TO BE DONE:
List each line in the data below that contains the word "blue", matching case.

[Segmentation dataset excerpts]
------------------------------------------------------------------------

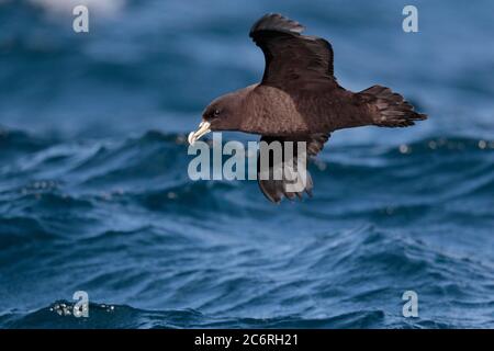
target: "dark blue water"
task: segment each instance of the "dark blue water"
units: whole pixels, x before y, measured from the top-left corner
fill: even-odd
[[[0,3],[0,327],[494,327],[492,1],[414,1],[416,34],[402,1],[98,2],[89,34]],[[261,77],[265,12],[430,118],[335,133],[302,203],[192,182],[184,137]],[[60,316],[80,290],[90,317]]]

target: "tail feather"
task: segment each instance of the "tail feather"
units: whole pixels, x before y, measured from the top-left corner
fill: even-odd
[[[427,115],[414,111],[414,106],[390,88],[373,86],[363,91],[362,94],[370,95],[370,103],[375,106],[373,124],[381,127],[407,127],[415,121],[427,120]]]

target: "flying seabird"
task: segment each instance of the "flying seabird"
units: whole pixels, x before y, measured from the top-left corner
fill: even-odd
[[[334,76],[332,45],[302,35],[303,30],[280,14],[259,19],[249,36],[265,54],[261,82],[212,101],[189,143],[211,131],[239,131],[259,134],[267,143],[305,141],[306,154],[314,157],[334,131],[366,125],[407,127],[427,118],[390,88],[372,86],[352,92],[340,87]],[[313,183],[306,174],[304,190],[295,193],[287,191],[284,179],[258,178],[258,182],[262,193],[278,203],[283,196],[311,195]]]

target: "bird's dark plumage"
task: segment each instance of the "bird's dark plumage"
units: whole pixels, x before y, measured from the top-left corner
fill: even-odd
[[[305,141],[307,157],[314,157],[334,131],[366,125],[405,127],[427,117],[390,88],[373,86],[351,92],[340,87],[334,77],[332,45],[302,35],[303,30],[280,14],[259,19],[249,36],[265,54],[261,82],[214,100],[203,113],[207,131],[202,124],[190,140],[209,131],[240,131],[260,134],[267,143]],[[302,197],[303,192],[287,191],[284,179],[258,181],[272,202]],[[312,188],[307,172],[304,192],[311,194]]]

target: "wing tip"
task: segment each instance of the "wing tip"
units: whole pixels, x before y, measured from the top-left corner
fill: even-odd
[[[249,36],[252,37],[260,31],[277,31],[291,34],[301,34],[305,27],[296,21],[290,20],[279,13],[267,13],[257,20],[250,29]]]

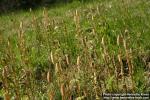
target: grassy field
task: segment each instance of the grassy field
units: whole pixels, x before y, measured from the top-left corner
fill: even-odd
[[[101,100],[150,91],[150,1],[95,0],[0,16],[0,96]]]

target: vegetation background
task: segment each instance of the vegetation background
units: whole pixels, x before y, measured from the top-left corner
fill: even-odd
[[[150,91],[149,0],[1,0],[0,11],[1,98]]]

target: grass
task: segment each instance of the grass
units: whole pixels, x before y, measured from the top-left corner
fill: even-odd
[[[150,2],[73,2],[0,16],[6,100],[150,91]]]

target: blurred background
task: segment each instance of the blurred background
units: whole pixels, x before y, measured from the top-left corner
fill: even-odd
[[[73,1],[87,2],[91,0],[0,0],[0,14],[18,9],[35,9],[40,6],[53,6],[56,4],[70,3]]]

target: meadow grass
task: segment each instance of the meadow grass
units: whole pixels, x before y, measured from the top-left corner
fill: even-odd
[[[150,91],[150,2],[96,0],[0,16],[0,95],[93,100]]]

------------------------------------------------------------------------

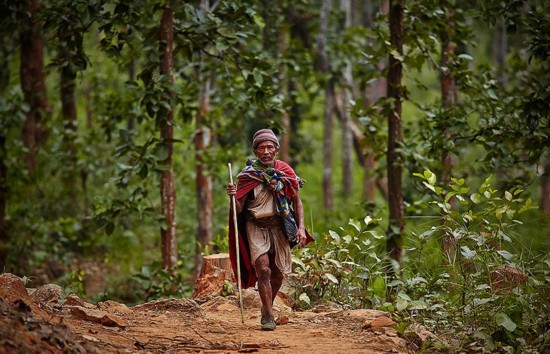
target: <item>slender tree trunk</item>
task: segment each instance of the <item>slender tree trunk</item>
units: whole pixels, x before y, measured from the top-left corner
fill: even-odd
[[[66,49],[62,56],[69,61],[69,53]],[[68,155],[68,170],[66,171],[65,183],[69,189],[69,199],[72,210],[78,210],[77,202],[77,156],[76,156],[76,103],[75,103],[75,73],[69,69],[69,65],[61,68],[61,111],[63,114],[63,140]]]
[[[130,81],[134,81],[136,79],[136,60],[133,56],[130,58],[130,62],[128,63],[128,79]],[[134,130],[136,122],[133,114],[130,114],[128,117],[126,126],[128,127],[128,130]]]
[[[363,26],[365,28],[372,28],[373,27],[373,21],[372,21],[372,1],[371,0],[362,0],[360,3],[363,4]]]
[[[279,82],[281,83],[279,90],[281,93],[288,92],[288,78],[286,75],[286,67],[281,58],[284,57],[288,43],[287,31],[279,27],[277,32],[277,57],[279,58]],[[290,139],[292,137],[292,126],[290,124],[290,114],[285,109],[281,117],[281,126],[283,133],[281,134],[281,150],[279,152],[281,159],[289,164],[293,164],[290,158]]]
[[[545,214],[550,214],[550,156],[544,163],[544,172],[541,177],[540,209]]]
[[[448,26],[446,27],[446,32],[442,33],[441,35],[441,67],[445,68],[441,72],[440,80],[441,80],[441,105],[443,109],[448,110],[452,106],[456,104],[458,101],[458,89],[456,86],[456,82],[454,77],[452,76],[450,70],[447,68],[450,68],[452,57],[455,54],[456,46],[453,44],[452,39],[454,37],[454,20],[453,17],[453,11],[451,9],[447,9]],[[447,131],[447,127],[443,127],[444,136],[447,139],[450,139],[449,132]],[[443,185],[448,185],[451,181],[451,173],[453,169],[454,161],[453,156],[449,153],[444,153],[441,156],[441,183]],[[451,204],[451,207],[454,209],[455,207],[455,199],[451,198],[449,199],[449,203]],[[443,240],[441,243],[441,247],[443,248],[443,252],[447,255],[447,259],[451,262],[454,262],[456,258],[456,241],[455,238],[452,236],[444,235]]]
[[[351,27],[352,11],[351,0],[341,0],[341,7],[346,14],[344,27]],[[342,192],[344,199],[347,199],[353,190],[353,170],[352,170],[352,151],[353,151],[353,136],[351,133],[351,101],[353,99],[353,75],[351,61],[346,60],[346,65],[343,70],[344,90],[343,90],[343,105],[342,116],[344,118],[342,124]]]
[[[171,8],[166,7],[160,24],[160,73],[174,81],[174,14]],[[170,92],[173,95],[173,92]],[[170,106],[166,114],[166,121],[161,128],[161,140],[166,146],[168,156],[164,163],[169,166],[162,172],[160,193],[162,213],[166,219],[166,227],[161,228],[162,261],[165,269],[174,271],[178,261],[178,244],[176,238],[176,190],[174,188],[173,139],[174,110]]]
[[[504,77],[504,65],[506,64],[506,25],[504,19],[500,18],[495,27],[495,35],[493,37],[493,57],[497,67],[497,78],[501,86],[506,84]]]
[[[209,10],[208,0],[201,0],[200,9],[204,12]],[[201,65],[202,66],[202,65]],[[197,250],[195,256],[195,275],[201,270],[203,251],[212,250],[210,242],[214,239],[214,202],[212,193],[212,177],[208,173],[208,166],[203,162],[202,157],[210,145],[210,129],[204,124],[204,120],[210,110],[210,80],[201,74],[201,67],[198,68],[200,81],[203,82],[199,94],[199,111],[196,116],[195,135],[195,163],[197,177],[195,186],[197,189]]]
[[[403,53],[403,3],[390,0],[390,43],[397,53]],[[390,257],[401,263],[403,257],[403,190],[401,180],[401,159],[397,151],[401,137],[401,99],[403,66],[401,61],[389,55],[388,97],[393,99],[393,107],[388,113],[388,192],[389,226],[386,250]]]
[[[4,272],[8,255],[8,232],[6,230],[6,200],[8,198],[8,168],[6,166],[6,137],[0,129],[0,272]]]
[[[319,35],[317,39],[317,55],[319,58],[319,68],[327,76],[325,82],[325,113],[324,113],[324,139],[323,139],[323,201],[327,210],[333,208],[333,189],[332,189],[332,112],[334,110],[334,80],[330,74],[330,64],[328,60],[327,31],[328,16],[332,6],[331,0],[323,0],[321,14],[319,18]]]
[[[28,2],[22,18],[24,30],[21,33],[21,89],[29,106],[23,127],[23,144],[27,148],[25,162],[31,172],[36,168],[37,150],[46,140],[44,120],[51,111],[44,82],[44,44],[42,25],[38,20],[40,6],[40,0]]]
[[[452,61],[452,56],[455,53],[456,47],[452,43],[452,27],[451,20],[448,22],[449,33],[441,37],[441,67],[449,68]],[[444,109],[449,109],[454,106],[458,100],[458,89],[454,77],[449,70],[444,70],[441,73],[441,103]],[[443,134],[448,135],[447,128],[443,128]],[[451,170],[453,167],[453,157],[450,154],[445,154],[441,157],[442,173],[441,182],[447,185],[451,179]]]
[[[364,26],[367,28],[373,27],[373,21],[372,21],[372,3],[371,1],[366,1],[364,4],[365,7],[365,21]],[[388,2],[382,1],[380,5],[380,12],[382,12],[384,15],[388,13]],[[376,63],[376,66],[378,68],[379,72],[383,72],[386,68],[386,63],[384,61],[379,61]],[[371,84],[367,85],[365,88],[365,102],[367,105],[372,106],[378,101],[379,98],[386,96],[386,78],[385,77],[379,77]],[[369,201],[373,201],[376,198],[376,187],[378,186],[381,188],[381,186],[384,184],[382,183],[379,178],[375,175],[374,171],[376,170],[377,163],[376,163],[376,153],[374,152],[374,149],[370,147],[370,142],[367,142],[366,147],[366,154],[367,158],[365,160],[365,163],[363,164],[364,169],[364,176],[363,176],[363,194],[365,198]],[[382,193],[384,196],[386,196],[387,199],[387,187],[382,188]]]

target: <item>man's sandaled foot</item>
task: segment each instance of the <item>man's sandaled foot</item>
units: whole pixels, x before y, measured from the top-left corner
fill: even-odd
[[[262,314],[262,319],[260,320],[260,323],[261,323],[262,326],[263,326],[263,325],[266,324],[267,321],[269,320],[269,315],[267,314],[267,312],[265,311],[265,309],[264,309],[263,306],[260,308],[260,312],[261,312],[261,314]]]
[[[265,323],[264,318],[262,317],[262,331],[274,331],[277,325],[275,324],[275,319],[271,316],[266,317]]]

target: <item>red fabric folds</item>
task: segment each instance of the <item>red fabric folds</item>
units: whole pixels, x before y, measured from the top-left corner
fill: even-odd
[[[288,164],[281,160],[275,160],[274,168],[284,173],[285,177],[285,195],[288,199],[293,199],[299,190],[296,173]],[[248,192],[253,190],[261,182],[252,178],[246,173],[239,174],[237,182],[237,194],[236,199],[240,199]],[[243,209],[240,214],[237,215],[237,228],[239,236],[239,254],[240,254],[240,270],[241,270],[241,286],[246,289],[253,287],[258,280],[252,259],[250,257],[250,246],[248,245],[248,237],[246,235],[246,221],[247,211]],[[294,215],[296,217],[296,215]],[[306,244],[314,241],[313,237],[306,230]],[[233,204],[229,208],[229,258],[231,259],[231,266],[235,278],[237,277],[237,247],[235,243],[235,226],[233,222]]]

------------------------------------------------------------------------

THE ANSWER:
target: "dark blue water"
task: segment each instance of the "dark blue water"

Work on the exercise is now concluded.